- Your objective -
Every line of the entries below that mentions "blue" is to be copied out.

- Given records -
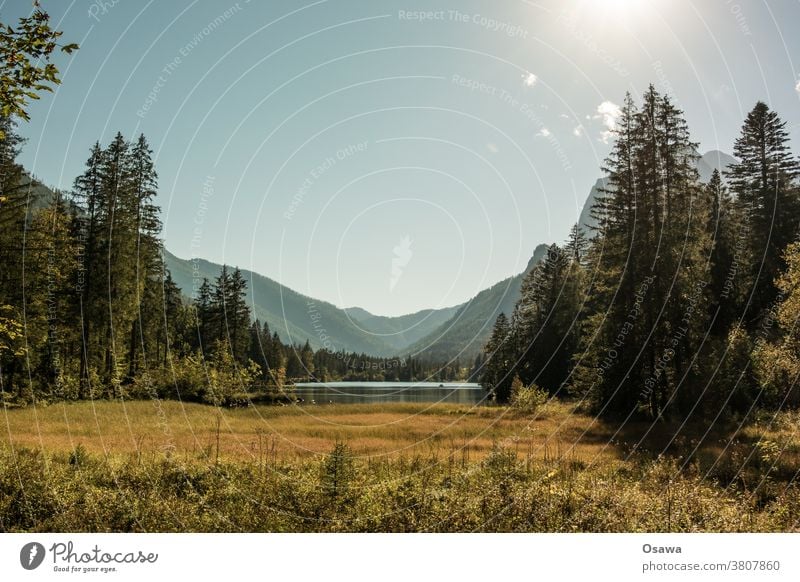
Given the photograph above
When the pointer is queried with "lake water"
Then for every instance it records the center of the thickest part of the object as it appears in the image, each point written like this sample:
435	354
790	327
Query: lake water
373	392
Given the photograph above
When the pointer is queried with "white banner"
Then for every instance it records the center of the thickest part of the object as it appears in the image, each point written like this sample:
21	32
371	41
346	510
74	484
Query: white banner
379	557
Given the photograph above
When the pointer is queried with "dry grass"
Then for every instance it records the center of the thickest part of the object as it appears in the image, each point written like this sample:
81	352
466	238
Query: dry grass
391	430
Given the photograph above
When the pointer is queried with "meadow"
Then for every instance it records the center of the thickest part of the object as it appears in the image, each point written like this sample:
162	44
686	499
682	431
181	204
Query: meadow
168	466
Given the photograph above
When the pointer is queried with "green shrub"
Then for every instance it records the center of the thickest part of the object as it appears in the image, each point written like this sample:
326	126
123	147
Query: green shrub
527	399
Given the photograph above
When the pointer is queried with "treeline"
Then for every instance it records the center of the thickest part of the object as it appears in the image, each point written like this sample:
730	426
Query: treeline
89	310
684	300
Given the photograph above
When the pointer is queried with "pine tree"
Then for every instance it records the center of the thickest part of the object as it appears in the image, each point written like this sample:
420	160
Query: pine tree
498	365
767	199
648	302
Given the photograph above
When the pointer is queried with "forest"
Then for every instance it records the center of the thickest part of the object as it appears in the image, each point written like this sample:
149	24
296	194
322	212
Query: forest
683	301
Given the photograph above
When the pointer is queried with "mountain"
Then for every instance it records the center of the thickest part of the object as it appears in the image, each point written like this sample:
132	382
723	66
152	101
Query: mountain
400	332
706	164
464	335
468	330
294	316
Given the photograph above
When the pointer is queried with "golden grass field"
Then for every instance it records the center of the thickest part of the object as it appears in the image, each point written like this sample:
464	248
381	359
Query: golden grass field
168	466
558	430
289	432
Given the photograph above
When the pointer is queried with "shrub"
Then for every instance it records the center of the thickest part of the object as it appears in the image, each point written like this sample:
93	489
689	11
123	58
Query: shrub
527	398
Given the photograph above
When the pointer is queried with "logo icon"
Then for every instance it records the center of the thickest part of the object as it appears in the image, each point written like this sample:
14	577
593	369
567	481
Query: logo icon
31	555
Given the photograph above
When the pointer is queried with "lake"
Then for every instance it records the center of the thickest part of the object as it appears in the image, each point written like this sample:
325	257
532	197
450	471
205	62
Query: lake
374	392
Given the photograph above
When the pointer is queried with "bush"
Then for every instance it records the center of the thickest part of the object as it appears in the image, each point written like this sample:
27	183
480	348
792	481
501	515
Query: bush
527	398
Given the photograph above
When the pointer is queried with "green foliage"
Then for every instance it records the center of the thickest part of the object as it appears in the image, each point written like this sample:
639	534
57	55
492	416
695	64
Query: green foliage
25	67
151	493
527	399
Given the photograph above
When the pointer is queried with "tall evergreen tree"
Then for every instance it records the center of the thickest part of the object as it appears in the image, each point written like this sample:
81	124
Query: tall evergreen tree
767	198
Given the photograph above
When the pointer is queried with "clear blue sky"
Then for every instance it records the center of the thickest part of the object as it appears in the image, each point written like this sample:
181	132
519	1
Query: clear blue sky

- Solution to the problem -
When the pointer is queried with "clear blue sky"
Query: clear blue sky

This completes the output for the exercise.